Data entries
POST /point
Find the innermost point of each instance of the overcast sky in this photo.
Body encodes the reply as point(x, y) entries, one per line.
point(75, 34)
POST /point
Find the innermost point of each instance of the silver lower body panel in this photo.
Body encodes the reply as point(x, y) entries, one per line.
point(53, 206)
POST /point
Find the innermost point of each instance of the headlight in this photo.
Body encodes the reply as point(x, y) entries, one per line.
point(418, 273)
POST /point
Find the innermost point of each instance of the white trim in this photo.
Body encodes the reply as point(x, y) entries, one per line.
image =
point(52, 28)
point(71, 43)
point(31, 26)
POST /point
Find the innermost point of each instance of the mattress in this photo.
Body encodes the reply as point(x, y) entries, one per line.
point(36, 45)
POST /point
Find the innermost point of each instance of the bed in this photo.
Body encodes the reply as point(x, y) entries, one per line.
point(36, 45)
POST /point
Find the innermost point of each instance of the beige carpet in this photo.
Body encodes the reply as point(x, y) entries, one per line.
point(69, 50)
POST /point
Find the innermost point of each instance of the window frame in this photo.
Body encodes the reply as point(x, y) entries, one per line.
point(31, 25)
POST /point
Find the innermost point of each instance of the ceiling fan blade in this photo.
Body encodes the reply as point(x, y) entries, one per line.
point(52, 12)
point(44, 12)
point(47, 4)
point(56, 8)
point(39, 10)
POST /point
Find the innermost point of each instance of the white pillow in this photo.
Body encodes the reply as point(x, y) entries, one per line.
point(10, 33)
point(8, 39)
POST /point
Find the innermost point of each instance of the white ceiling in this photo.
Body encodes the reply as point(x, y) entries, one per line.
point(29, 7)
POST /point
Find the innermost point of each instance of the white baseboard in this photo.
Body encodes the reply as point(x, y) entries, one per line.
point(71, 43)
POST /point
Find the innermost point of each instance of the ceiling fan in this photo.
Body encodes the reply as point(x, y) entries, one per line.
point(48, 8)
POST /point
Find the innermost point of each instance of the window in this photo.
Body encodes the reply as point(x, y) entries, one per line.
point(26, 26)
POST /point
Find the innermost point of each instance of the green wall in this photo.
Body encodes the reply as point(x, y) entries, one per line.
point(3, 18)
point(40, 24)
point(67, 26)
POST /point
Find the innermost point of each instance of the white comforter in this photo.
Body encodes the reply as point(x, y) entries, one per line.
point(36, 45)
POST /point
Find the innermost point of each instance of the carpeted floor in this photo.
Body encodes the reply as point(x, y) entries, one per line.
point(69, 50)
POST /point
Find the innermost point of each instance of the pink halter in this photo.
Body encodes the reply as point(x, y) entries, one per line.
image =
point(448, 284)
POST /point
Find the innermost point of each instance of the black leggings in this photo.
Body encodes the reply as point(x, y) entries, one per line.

Task statement: Copy every line of the data entries above, character for character.

Right answer:
POST /point
Find the innermost point of each instance of the overcast sky in this photo.
Body encodes the reply as point(x, y) entries, one per line.
point(75, 34)
POST /point
Find the innermost point of each instance of the silver lower body panel in this photo.
Body encodes the reply as point(x, y) entries, one per line.
point(53, 206)
POST /point
Find the innermost point of each instance of the headlight in this photo.
Body encodes the reply as point(x, y) entries, one per line.
point(418, 273)
POST /point
Find the innermost point of each instance of the white trim in this photo.
Body encodes the reply as point(x, y) entries, one per line.
image =
point(52, 28)
point(71, 43)
point(31, 26)
POST /point
Find the innermost point of each instance of the mattress in this photo.
Body encodes the reply as point(x, y) entries, one per line.
point(36, 45)
POST /point
Find the innermost point of each instance of the bed in this photo.
Body encodes the reply as point(x, y) entries, one per line.
point(36, 45)
POST /point
Find the innermost point of each instance of the beige carpet in this photo.
Body encodes the reply as point(x, y) entries, one per line.
point(69, 50)
POST /point
Find the innermost point of each instance of the window frame in this photo.
Body encodes the reply as point(x, y) entries, one per line.
point(31, 25)
POST /point
Find the innermost point of each instance of the ceiling fan blade in this photo.
Body encodes the reply as point(x, y) entries, one per line.
point(52, 12)
point(44, 12)
point(47, 4)
point(56, 8)
point(39, 10)
POST /point
Find the innermost point of each instance of the white pillow in this photo.
Body encodes the reply as point(x, y) entries, one per line.
point(10, 33)
point(8, 39)
POST /point
Find the innermost point of each instance of the white ceiling in this photo.
Body encodes the reply as point(x, y) entries, one per line.
point(29, 7)
POST /point
Find the innermost point of each instance of the white baseboard in this photo.
Body encodes the reply as point(x, y) entries, one per line.
point(71, 43)
POST /point
Find the innermost point of each instance of the ceiling fan in this photo.
Body encodes the reply as point(x, y) entries, one per line.
point(48, 8)
POST /point
Find the innermost point of each instance of the window in this photo.
Body encodes the reply as point(x, y) entries, one per line.
point(26, 26)
POST /point
Find the innermost point of each instance of the green wall in this photo.
Body encodes the reply as point(x, y) entries, one per line.
point(3, 18)
point(40, 24)
point(67, 26)
POST /point
Find the innermost point of each instance of the white comforter in this photo.
Body encodes the reply as point(x, y) entries, one per line.
point(36, 45)
POST /point
Find the innermost point of each instance of the carpeted floor in this photo.
Body encodes the reply as point(x, y) entries, one per line.
point(69, 50)
POST /point
Find the innermost point of each instance of the pink halter in this photo.
Body encodes the reply as point(x, y) entries, one per line.
image =
point(448, 284)
POST /point
Find the innermost point of each instance of the black leggings in this photo.
Body encodes the reply as point(x, y) entries, one per line.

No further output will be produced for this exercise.